[Start of Attachment]

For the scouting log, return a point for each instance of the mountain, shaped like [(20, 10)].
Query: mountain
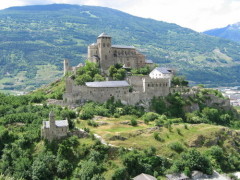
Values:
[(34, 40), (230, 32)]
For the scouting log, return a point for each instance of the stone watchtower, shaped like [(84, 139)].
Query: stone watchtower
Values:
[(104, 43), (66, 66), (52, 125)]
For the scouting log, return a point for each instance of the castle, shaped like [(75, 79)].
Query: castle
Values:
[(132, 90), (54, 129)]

[End of Attachment]
[Start of Attachment]

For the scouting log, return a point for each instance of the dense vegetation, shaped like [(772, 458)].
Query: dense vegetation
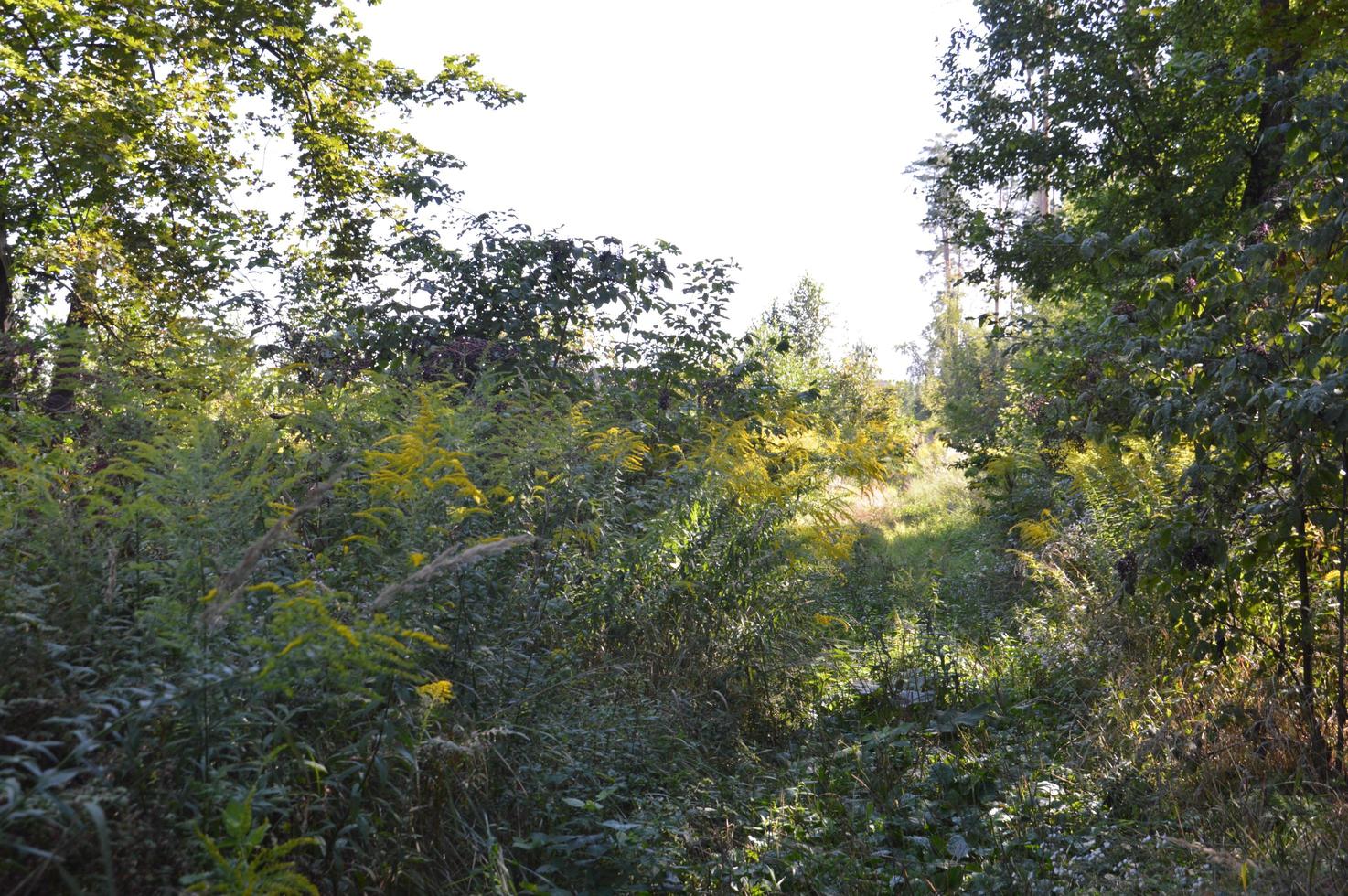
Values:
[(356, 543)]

[End of Attachment]

Your goal: Lines above that have "shaped": copy each of them.

Exercise response:
For the scouting log, return a point for each instance of the mountain, shaped like [(20, 10)].
For the scouting log, return a point for each instance of the stone watchtower, shaped like [(84, 139)].
For the scouting log, return a point for each instance of the castle, shaped like [(75, 79)].
For the scouting log, return a point for each instance of the dense vegetation, shaped like [(772, 458)].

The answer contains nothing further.